- _EXERCISE MATERIALS_
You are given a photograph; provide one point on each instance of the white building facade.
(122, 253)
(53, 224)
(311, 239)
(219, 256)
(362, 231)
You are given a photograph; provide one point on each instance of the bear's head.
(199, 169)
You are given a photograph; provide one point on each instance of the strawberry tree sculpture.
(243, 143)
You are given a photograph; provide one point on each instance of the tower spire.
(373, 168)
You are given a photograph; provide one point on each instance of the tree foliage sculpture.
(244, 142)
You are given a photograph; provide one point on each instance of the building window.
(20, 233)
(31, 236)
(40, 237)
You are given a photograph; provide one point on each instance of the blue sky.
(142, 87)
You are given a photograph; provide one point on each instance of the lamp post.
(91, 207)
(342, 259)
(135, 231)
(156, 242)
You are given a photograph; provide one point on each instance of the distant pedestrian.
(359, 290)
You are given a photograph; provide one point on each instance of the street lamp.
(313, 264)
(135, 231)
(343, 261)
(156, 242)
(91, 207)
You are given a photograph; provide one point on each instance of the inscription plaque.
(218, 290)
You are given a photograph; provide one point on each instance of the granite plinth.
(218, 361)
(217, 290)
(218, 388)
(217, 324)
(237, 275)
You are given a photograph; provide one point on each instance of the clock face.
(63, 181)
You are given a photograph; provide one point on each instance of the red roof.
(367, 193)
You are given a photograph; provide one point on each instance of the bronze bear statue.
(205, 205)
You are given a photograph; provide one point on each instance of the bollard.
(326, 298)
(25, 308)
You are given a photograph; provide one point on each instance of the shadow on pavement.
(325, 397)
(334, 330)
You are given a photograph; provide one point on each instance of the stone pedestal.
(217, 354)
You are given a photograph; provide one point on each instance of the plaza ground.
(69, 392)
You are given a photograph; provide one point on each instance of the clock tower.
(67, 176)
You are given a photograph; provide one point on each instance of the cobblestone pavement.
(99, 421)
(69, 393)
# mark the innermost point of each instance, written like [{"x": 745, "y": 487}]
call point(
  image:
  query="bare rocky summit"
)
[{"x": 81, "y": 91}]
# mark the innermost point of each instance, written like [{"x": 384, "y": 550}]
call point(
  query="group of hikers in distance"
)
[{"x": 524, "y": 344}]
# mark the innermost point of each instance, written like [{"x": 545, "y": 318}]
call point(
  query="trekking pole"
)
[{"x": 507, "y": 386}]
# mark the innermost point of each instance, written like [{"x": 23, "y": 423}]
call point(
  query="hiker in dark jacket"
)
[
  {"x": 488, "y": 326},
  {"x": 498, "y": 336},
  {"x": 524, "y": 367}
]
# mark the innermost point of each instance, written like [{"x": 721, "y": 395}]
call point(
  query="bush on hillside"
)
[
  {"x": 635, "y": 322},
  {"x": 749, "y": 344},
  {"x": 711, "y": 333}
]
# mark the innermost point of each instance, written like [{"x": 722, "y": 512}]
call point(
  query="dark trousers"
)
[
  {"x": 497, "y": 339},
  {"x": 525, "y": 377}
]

- _WHAT THIS TASK INVOLVES_
Where a line of the entries above holds the word "mark", return that line.

- _EXPECTED ANSWER_
# mark the innermost point of each instance, written like [{"x": 745, "y": 487}]
# mark the innermost point of each instance, written like [{"x": 384, "y": 550}]
# mark the innermost point of each instance, written like [{"x": 545, "y": 318}]
# mark the innermost point of each instance, written like [{"x": 23, "y": 423}]
# mark the innermost point of each instance, written like [{"x": 721, "y": 395}]
# mark the innermost point of each instance, written like [{"x": 722, "y": 512}]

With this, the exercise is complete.